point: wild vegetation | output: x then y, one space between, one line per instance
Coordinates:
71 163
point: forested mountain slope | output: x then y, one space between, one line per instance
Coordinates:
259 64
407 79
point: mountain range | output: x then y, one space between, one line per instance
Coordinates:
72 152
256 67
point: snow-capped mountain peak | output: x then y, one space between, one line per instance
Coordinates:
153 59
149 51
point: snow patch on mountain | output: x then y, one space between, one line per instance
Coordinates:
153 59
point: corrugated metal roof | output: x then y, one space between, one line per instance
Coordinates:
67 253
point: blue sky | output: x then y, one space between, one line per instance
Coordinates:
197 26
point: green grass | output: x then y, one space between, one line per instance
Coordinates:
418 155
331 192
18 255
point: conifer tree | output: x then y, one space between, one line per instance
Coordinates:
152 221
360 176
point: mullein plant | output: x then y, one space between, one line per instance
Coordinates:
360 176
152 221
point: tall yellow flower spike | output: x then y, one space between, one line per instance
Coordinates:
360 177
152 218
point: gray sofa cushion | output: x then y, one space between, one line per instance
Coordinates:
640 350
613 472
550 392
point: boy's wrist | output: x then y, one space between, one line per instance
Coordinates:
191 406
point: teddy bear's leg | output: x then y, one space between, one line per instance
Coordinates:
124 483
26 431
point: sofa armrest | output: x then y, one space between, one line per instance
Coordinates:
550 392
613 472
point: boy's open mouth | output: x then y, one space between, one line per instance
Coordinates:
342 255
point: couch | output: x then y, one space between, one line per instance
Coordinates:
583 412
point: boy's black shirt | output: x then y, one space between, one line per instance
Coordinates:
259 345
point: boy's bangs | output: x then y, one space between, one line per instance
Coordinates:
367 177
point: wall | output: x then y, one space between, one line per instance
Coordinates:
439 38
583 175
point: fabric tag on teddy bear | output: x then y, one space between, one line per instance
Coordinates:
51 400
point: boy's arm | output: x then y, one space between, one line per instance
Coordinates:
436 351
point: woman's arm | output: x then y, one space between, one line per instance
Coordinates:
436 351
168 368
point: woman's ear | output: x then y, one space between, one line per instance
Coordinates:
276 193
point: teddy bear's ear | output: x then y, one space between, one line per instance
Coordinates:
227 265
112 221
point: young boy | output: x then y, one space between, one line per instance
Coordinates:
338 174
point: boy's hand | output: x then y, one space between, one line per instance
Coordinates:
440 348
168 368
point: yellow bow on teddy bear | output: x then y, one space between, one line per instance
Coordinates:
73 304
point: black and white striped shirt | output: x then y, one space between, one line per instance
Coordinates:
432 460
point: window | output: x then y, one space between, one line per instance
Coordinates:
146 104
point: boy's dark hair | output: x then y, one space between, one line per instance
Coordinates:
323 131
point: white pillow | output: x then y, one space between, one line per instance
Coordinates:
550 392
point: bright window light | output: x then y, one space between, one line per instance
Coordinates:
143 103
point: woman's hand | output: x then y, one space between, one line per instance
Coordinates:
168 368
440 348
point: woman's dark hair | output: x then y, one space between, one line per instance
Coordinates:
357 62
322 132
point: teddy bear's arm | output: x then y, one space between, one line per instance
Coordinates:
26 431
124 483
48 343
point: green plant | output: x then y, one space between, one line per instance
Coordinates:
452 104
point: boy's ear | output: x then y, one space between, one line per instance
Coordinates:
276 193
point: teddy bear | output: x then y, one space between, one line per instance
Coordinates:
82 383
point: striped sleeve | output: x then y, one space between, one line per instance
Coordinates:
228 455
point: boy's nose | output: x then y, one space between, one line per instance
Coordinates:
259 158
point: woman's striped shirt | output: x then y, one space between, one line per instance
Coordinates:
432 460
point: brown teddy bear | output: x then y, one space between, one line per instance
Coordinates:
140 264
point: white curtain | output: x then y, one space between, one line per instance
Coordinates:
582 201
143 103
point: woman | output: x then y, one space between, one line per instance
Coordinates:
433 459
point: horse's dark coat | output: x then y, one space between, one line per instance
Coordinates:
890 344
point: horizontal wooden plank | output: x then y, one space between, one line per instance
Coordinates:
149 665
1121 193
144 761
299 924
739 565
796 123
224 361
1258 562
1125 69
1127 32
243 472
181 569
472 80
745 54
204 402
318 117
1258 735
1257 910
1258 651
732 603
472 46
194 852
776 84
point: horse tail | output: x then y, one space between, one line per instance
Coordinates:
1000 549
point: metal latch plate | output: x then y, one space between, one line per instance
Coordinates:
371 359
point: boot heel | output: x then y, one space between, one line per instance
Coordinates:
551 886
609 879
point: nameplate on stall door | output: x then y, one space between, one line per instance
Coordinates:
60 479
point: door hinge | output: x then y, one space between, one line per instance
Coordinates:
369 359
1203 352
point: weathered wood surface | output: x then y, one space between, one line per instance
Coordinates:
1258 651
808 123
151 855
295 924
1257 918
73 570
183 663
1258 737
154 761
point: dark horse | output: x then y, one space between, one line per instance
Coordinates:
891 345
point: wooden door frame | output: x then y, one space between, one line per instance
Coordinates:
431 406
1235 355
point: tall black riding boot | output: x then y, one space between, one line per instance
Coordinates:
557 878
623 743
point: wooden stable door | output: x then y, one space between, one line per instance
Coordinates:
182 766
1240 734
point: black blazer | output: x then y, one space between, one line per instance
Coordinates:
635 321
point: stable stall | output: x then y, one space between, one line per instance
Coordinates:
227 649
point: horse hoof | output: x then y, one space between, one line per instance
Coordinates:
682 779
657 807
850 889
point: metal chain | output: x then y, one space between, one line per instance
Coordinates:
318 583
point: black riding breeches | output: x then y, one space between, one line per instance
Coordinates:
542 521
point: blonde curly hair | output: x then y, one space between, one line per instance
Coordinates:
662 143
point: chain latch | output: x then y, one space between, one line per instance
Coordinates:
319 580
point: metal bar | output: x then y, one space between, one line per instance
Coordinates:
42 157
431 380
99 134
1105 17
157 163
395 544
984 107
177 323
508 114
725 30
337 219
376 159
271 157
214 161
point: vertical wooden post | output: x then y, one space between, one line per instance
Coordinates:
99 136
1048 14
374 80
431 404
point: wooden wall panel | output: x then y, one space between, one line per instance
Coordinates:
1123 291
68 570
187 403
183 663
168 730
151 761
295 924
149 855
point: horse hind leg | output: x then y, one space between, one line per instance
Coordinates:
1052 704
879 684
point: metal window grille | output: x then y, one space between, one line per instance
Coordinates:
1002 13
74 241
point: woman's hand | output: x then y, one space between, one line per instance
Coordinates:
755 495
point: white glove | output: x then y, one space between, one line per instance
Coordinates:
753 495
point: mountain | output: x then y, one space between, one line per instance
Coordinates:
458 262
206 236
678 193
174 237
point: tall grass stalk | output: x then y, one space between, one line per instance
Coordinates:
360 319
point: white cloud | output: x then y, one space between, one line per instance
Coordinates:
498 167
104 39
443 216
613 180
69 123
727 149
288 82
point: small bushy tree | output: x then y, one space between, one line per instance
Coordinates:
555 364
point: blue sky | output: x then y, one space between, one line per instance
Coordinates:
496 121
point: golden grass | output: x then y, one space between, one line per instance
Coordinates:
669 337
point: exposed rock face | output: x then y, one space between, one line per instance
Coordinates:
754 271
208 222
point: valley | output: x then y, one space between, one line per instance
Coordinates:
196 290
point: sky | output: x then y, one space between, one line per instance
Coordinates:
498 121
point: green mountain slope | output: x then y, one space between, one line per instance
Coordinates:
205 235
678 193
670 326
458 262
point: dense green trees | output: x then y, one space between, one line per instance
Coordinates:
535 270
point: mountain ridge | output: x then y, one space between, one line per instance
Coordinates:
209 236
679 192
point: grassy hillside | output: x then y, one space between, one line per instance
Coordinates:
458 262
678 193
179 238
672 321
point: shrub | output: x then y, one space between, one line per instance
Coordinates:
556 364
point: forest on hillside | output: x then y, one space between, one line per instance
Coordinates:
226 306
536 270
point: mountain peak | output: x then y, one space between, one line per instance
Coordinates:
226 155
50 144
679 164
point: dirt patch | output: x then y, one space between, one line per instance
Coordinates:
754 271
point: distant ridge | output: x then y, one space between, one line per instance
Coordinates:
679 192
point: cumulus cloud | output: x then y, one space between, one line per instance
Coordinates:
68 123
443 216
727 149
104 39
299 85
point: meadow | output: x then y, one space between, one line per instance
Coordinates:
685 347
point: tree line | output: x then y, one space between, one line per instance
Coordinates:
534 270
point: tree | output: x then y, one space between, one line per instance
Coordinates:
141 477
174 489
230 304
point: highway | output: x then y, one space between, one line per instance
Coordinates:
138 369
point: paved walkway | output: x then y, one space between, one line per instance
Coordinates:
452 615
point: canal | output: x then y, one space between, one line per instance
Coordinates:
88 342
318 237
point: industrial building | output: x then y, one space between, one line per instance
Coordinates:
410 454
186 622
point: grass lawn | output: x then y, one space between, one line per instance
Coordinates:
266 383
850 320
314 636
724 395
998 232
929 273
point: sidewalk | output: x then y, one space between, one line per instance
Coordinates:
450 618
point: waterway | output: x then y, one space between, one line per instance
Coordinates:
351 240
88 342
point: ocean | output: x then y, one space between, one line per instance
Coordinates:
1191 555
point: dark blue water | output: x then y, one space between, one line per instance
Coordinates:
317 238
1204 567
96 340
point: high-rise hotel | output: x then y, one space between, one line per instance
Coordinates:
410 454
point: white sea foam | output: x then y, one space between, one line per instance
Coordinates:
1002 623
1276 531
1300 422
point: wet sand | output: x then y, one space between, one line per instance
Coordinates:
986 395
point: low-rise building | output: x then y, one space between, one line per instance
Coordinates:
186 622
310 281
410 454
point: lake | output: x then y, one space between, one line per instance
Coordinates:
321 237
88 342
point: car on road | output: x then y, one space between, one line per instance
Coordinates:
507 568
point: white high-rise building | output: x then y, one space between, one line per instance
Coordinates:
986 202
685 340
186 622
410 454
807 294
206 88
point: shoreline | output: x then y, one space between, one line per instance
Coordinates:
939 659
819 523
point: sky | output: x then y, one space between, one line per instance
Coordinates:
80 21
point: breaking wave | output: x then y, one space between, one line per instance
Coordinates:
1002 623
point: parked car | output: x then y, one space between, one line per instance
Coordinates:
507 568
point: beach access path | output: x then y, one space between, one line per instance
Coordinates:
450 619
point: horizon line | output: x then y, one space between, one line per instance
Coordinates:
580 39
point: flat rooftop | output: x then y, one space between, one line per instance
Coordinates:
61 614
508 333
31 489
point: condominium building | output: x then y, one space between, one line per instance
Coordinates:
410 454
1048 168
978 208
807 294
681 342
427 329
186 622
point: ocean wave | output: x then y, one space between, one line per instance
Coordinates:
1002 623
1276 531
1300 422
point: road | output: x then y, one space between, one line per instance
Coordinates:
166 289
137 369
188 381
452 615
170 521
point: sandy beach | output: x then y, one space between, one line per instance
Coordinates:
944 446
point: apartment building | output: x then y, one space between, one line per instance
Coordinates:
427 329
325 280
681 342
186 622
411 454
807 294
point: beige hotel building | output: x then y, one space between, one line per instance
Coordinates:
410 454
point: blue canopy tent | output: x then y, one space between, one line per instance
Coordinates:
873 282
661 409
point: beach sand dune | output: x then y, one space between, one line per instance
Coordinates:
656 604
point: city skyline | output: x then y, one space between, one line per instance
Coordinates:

Work required:
Resize the lines starting at the one that has "point: apartment building" and stopping after the last line. Write each of them out again, requests included, with every coordinate in the answers multiplied by 1.85 and rounded to a whole number, halves rounding up.

Exercise result:
point: apartment building | output: x then y, one space between, one line per instance
Coordinates:
790 609
601 518
1260 633
344 1151
760 840
1493 544
point: beige hotel building | output: x then y, one space between, one line per instance
Coordinates:
759 840
point: blue canopy tent | output: x then y, one space between, one line per instance
Coordinates:
1615 522
1223 757
point: beach sand dune | output: x then y, one space between, one line per instance
Coordinates:
1214 1117
point: city skyline | output: x then y, one space between, one line per instance
Coordinates:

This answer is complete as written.